| Page excerpt |

##########

And then, it continues. With each goodbye, the story moves on, just as Stella must move on, and you carry a little bit of each companion who has passed with you in the form of lessons they've taught (as well as their physical homes, which remain behind). There are always more crops to be farmed, more items to be crafted, and more islands to explore, but as with life itself, it's the people you meet that define this journey over the everyday tasks you perform. Spiritfarer teaches a powerful lesson about cherishing your relationships and the memories you shared together over regretting that someone has moved on.
Ultimately, you could keep farming and traveling around in Spiritfarer forever, but eventually, you're given the option to end your game and complete Stella's final journey. This prompt hits you sharp in the chest--you know it's coming from the beginning, but you think, I thought I had more time, more things to accomplish. The game gives you as much time as you need to wrap up any loose ends and make your choice to go to the Everdoor, but eventually, as I looked around at my fully expanded boat and my single remaining passenger, who lingered behind to keep me company, I realized I was ready to move on. Sure, I hadn't 100% cleared the game and collected every item and recipe, but I reached a point where I was satisfied and at peace with everything I'd done. I could accept Stella's fate. I took her where she needed to be. I sobbed for a full 15 minutes afterward, and since, I haven't been able to stop thinking about this game.

##########

[Entries drawn from a collection]
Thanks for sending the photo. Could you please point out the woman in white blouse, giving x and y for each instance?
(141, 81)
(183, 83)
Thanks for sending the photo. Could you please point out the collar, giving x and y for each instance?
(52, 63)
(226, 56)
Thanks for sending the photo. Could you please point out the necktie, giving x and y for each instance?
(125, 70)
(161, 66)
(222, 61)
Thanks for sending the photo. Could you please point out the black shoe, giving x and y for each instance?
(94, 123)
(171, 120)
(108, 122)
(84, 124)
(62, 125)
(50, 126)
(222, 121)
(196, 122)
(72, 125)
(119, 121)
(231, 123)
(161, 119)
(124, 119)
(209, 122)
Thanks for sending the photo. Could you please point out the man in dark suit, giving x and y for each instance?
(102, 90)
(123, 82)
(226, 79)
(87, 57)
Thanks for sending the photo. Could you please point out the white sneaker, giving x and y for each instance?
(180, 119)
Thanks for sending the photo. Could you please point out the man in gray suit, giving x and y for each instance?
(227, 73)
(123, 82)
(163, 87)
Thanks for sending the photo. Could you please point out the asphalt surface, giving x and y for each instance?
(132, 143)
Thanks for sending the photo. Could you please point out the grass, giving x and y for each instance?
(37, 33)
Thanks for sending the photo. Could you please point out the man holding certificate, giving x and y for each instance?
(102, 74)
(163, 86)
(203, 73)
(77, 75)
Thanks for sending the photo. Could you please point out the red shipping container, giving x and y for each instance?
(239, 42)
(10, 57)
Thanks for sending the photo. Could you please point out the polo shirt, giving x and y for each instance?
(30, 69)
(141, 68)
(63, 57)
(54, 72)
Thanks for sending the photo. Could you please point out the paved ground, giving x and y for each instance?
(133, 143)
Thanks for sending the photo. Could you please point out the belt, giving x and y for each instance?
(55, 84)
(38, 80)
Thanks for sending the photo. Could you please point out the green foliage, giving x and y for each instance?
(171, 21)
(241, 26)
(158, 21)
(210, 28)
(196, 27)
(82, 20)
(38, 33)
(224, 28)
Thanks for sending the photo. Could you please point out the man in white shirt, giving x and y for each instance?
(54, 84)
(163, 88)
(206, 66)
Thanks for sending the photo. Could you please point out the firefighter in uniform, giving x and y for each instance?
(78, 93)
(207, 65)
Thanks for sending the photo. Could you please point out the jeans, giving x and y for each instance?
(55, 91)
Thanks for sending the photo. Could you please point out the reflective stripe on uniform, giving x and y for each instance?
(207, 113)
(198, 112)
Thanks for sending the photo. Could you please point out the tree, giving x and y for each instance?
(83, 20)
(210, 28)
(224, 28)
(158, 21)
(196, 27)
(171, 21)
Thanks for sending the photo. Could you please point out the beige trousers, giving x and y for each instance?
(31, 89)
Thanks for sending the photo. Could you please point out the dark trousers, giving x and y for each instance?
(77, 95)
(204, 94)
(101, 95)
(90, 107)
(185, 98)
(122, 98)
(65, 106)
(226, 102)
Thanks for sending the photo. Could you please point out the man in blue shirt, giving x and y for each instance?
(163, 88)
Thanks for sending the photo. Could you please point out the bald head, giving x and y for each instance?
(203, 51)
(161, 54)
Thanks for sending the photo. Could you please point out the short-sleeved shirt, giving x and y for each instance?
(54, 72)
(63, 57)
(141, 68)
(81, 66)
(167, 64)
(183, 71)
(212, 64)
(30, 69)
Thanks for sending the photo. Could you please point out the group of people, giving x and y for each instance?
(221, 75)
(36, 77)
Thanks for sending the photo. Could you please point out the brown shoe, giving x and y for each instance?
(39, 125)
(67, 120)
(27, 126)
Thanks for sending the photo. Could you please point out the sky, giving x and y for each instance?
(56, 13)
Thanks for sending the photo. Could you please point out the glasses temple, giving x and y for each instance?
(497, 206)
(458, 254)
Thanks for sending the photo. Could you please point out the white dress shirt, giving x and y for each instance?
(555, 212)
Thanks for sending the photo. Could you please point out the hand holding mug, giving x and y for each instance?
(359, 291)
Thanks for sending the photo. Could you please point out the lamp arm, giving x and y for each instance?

##########

| Your goal |
Write the next part of the Spiritfarer review, picking up after its final sentence. The records stand apart from the Spiritfarer review and are unrelated to it.

| Response to the task |
Spiritfarer feels like an essential game for anyone who has ever experienced a painful loss or who has stayed up at night worrying about death. It's also a fitting game for 2020, a year wrought by so much pain and isolation. For a game about death, Spiritfarer is filled with joy, whether you are gliding across an island, whipping up one of your passenger's favorite meals, or fishing off the side of your boat at night under the gentle glow of the moon. Its world feels like home; its characters become not only passengers, but beloved friends and family. And just as much as you help each character fulfill their needs, they help you in return, giving you the strength to keep living and accept your time when it comes. Spiritfarer is a truly special game from beginning to end, and its message of compassion, acceptance, and courage is one we could all benefit from hearing, now more than ever.